What the task asks:
Identify and copy every line in the rows below that contains the string "arched". Matching is case-sensitive.

(Data items)
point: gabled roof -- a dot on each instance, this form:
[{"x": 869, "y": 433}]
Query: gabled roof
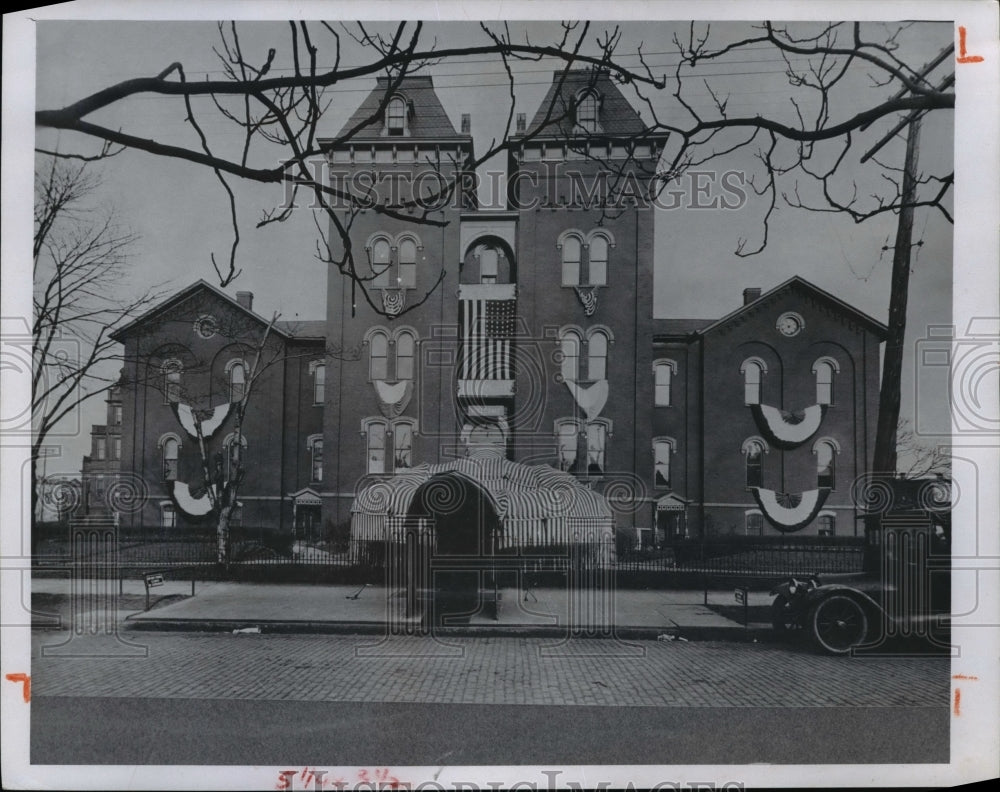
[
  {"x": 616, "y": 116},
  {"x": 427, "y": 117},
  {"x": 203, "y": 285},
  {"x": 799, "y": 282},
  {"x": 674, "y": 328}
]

* * *

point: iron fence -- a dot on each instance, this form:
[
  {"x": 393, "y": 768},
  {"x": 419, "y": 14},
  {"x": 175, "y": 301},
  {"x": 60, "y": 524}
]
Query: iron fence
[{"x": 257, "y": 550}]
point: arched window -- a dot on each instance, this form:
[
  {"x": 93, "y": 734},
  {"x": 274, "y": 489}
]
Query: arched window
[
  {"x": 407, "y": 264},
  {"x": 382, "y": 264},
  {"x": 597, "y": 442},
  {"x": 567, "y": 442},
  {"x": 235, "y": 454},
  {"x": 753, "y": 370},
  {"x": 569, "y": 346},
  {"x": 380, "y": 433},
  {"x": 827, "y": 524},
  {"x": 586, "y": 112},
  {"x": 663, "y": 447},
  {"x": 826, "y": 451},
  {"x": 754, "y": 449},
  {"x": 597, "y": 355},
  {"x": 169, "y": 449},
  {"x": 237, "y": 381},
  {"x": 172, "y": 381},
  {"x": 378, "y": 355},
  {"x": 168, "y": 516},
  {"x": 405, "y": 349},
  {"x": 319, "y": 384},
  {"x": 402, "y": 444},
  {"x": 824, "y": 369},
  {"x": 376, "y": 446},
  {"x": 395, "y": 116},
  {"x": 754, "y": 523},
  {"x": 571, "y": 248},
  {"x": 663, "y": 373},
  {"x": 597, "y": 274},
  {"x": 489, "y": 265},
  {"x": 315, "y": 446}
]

Answer:
point: arched window -- a dot on each instance, this form:
Query: arched window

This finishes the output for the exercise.